[[ PROVIDED ENTRIES, beginning ]]
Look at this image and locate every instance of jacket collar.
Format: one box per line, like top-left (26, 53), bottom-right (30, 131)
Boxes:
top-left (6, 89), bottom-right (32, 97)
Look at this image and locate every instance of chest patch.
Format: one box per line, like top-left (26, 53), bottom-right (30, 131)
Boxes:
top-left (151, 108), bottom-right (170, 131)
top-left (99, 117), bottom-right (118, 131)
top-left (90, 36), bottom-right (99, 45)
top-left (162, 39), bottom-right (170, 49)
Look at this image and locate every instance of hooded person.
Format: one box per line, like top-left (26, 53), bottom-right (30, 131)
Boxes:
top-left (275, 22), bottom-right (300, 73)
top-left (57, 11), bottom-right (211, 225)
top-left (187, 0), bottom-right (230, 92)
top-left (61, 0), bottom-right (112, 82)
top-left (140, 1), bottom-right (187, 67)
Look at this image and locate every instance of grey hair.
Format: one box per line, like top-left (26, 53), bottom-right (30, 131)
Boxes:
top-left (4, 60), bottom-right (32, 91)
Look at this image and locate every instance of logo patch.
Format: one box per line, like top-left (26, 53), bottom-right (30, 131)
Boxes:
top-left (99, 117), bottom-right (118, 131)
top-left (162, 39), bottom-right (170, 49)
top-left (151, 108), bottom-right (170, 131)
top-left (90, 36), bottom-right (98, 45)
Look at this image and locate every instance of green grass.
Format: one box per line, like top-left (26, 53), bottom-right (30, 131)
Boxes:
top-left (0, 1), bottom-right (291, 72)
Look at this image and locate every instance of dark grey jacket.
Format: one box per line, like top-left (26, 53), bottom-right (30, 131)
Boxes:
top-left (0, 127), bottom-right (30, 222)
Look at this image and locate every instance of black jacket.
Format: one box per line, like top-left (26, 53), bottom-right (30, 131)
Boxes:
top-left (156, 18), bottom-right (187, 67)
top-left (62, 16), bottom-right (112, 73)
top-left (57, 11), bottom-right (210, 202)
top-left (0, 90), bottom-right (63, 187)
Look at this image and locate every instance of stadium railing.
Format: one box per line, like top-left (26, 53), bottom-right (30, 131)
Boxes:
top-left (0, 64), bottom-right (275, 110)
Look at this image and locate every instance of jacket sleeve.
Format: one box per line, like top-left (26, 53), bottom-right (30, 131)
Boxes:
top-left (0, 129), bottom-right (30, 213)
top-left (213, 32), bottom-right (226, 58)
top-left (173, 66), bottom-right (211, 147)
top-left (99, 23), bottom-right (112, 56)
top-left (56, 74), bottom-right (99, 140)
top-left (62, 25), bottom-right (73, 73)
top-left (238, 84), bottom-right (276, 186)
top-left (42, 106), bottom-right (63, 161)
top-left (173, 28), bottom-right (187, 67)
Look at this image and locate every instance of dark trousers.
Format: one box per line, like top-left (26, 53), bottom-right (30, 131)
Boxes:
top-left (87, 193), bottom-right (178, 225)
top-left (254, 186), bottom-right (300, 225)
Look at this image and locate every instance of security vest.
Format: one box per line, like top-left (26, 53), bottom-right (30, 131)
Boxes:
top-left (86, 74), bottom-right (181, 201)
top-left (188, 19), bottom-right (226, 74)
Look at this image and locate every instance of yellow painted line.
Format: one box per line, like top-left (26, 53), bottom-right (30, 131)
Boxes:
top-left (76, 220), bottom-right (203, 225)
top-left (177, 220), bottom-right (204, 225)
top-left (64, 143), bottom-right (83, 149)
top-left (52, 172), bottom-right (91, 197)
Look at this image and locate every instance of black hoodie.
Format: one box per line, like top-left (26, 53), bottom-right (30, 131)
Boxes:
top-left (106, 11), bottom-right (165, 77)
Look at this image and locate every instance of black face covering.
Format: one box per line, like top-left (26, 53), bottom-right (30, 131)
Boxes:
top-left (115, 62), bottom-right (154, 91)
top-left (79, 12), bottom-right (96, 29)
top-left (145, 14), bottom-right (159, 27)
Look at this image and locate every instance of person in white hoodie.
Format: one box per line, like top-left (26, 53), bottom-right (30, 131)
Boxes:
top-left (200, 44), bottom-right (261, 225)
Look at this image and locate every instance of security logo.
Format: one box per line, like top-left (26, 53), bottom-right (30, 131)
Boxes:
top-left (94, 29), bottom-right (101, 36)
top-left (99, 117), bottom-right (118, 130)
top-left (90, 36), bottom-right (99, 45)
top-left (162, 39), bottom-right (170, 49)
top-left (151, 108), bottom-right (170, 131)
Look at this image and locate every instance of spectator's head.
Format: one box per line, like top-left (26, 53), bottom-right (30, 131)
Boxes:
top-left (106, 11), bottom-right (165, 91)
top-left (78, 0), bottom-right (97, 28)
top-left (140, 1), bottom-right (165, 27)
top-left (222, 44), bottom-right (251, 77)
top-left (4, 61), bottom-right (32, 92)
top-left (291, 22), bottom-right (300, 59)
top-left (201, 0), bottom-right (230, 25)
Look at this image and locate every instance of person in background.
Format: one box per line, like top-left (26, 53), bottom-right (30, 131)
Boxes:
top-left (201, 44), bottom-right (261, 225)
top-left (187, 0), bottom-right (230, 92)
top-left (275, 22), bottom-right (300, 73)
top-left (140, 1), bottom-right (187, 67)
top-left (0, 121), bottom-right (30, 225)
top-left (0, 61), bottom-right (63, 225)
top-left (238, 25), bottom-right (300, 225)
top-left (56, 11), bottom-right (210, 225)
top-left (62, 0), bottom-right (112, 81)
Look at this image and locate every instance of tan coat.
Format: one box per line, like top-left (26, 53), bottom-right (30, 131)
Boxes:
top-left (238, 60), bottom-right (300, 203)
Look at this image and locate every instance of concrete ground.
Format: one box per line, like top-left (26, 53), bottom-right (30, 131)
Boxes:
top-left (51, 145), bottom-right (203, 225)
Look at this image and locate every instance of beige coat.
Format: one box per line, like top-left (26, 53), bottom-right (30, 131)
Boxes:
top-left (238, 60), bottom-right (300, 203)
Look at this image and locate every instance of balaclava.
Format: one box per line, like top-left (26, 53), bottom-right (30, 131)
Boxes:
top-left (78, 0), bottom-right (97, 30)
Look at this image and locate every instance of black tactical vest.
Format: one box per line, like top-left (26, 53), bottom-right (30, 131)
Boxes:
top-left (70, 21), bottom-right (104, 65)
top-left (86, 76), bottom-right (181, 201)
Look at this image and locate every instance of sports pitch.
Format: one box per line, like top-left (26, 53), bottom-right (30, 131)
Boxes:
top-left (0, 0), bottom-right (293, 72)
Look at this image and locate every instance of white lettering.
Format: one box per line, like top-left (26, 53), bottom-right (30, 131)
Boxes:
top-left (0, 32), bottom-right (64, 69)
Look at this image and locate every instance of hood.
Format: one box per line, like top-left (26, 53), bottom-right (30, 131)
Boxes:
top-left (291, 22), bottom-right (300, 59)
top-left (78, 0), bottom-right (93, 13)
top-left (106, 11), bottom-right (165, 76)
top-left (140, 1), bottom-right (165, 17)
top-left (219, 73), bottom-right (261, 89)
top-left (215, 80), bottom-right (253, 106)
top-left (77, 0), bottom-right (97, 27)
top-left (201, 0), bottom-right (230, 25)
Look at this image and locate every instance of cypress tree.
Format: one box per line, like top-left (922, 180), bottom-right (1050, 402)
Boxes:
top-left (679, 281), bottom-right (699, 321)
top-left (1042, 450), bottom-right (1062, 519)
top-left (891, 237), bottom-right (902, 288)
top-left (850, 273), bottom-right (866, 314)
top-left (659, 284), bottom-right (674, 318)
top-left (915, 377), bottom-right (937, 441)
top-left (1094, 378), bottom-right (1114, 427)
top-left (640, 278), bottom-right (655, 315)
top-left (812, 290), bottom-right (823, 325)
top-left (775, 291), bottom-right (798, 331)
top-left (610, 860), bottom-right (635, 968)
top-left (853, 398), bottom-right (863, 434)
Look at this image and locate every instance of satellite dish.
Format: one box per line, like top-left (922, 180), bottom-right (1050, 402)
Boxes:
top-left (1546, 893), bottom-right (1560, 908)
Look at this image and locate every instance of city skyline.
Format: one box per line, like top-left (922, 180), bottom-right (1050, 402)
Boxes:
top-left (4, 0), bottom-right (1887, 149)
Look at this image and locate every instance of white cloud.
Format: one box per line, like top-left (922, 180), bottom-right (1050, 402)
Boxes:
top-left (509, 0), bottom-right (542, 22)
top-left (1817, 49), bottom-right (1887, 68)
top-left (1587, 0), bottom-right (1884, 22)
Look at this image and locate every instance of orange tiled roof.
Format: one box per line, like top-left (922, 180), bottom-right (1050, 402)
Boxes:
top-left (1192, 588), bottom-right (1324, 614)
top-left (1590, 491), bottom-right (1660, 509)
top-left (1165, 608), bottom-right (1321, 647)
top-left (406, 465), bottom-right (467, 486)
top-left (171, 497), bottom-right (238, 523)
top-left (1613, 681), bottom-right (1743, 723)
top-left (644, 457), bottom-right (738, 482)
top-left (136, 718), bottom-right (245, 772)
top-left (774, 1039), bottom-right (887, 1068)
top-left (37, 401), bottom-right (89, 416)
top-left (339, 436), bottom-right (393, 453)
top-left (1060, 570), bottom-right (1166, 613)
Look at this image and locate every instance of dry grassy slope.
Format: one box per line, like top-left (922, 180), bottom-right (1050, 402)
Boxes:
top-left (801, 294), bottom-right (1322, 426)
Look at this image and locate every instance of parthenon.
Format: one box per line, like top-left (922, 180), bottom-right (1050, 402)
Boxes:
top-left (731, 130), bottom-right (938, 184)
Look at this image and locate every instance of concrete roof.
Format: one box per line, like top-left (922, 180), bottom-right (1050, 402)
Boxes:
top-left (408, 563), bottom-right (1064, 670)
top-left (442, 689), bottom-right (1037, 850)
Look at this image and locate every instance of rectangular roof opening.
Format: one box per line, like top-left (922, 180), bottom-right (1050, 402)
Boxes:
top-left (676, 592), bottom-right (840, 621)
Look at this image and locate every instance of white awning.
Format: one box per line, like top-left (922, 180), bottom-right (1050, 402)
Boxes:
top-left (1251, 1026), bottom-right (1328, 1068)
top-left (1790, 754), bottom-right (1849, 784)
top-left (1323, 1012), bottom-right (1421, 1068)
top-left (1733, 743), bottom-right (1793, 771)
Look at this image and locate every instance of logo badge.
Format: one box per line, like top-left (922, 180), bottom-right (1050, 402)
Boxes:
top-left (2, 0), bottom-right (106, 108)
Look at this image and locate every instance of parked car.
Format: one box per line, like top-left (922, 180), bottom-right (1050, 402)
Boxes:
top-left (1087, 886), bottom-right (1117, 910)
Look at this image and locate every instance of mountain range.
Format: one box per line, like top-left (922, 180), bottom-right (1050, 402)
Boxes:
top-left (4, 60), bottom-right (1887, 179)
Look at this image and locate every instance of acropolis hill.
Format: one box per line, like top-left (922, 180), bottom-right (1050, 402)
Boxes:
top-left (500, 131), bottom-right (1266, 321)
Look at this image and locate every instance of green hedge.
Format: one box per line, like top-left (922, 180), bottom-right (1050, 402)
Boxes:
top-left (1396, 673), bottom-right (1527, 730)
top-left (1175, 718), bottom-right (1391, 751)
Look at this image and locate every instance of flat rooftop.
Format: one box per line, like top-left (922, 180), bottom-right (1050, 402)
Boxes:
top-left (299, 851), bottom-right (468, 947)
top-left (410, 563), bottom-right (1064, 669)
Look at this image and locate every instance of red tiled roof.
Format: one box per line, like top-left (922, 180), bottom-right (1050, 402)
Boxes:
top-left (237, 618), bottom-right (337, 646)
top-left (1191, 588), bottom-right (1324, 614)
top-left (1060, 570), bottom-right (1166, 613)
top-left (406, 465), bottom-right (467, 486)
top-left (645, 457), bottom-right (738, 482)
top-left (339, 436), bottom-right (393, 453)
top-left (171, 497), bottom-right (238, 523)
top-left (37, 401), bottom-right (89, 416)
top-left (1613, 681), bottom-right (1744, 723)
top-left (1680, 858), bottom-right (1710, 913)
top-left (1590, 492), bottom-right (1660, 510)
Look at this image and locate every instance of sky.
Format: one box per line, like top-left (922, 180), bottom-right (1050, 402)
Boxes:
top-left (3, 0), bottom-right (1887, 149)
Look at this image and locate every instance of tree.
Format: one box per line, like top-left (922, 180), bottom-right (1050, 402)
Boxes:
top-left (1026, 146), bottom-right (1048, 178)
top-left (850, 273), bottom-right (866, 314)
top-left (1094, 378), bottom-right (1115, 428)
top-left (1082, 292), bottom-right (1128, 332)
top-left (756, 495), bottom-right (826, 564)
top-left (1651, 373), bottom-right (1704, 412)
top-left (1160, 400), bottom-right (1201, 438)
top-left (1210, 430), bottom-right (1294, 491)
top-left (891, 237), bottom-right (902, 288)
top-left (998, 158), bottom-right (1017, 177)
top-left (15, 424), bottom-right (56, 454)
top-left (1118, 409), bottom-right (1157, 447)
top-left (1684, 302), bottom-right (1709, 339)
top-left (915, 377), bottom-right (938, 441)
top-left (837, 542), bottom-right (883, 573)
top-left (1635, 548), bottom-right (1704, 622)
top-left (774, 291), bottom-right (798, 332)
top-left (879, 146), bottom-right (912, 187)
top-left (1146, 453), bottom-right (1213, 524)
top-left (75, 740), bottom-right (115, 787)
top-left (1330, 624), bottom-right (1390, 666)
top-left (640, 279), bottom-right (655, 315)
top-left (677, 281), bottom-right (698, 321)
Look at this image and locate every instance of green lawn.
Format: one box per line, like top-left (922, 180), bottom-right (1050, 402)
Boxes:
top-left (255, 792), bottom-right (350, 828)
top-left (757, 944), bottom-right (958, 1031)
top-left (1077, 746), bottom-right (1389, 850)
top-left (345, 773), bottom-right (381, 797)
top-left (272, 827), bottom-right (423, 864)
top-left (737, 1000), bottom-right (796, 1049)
[[ PROVIDED ENTRIES, end ]]
THE PROBLEM
For every line in the data above that holds "vest", return the line itself.

YOUR SOLUTION
Look at this image and locate every instance of security vest.
Look at this image and locate every instance of black tactical vest.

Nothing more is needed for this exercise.